**EXERCISE**. Make an exact copy of the listing below.

**INFORMATION GIVEN**.
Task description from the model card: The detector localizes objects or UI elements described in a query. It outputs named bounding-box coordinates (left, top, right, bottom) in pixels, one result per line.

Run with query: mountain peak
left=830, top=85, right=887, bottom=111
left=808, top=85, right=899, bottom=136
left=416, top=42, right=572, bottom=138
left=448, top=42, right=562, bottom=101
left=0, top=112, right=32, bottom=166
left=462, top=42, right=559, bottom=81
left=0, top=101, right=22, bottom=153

**EXERCISE RESULT**.
Task description from the model card: The detector localizes objects or UI elements described in a query. It outputs named bounding-box coordinates (left, top, right, bottom) in pixels, one result per line.

Run with query: mountain peak
left=830, top=85, right=887, bottom=111
left=808, top=85, right=899, bottom=136
left=416, top=42, right=572, bottom=138
left=448, top=42, right=562, bottom=101
left=0, top=112, right=32, bottom=166
left=462, top=42, right=559, bottom=81
left=0, top=101, right=22, bottom=153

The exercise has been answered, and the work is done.